-------- SOURCE MATERIAL --------

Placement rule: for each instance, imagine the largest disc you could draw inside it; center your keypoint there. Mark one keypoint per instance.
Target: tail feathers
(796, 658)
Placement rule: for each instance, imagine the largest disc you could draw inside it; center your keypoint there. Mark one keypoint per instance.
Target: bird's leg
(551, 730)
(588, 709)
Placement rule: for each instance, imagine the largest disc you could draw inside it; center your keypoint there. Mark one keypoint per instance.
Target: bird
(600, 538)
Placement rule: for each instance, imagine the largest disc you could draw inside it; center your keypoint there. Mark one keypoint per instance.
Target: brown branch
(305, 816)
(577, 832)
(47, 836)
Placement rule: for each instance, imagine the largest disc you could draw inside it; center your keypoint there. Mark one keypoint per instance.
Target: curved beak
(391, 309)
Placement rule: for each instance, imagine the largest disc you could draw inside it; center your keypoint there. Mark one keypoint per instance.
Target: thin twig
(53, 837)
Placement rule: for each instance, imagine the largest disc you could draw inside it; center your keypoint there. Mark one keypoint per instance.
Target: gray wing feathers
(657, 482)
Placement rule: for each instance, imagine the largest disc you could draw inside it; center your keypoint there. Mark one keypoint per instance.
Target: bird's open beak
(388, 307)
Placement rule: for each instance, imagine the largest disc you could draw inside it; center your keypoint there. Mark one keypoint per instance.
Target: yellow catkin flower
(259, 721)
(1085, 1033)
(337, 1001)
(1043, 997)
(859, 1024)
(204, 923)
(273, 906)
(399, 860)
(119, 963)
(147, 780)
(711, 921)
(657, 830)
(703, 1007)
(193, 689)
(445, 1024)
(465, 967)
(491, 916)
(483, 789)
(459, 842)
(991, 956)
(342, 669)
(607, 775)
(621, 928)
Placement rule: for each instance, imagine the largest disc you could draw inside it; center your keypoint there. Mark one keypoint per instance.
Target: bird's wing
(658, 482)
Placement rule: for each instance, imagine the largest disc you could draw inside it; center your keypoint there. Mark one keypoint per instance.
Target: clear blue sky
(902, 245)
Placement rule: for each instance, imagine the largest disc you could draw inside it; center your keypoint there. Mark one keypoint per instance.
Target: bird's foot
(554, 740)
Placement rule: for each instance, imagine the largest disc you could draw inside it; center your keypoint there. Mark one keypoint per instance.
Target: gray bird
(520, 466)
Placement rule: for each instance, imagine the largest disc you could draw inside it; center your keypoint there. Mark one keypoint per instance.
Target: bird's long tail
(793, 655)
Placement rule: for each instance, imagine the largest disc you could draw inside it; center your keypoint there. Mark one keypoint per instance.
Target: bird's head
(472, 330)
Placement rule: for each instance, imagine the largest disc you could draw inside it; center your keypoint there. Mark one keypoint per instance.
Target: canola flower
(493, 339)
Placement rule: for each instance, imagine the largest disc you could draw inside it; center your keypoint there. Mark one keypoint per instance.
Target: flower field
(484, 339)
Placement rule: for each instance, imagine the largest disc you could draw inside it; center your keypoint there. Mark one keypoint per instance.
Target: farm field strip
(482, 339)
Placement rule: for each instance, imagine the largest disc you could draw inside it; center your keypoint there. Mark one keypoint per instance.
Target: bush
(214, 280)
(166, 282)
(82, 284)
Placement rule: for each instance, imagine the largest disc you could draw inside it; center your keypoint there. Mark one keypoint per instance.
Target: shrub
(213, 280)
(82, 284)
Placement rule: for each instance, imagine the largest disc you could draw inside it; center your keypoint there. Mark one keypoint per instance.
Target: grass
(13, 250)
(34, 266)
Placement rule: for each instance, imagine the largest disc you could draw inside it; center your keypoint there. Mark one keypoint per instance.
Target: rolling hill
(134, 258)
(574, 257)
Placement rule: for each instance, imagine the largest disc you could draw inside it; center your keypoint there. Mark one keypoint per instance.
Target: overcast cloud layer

--------

**WHAT THE TASK ASKS**: Print nothing but the lines from the line with "Target: grass" to the last line of the records above. Both of those lines count.

**ANSWER TO THIS PROBLEM**:
Target: grass
(13, 250)
(34, 266)
Placement rule: for each instance, imagine the largest disc you could draw inside it; center your keypoint there. Mark one keypoint per instance.
Target: rolling hill
(134, 258)
(574, 257)
Placement rule: for each instance, imagine the largest disc you could draw inside it; center your keypoint there. Mark one keypoint per instance.
Target: overcast cloud layer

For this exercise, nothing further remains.